◆ Records for processing:
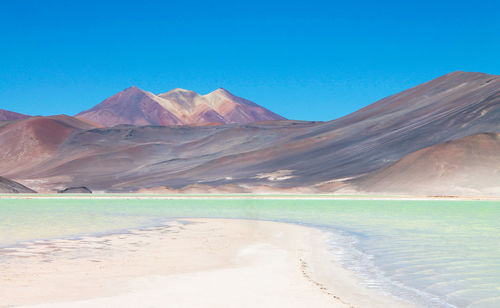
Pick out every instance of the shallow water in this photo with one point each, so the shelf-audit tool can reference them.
(435, 253)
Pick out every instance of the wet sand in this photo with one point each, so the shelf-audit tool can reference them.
(186, 263)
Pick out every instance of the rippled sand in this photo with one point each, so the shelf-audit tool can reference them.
(188, 263)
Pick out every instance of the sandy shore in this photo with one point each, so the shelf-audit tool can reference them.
(192, 263)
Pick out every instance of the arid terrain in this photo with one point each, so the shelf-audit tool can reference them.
(439, 138)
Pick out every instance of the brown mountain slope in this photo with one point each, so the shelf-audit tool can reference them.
(281, 154)
(6, 115)
(469, 165)
(31, 141)
(130, 106)
(10, 187)
(176, 107)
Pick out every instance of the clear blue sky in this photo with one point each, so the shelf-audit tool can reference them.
(308, 60)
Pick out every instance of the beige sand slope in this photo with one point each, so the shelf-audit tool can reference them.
(466, 166)
(208, 263)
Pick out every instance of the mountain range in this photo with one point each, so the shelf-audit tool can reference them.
(439, 138)
(177, 107)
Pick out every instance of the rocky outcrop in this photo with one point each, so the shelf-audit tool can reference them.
(11, 187)
(75, 190)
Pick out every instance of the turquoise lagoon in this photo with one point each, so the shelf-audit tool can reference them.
(434, 253)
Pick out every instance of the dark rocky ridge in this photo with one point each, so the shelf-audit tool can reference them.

◆ Exercise: Your copy of the entries must be exact and must not include any of their pictures.

◆ Solution:
Pick out every instance of the shallow water in this photo with one point each, so the shelf-audit tool can reference them.
(435, 253)
Pick out every instance of the wet sand in this photo with one point each, so the shelf-audit tool can reference them.
(186, 263)
Pick out every instance of the rippled sand in this photo with one point each, so the shelf-audit tool can reference them.
(188, 263)
Pick out every instance of the sandy shore in this photo with one point each, so the shelf-audit tool can reference them.
(192, 263)
Pick out every instance of the arid terrain in this photo with one point each, so the shelf-audit tool can reference them.
(439, 138)
Pick out every instance of the brown mountain slope in this photo with one point each, so the shelf-audit tool can reference them.
(281, 154)
(6, 115)
(469, 165)
(31, 141)
(130, 106)
(10, 187)
(176, 107)
Pick out every instance of the clear blue sky in this photo with one point each, so the shelf-audit tool can reference them.
(308, 60)
Pick out every instance of the beige sand slope in this photo with one point each, so the shelf-audit tool can reference them.
(466, 166)
(208, 263)
Pick out every instance of the mountain range in this photo with one point each, so the shelf-audit tool can reference them.
(439, 138)
(177, 107)
Pick out every instance of the rocky outcrop in this photo with one point each, so the shelf-audit tool can reference them.
(11, 187)
(75, 190)
Pick out every instance of the turquoise lagoon in this photo with one point each, so the shelf-audit tool can reference them.
(434, 253)
Pick out every instance of the dark rocky ridge in this photo with one point each, so the shelf-audit tool can reference them.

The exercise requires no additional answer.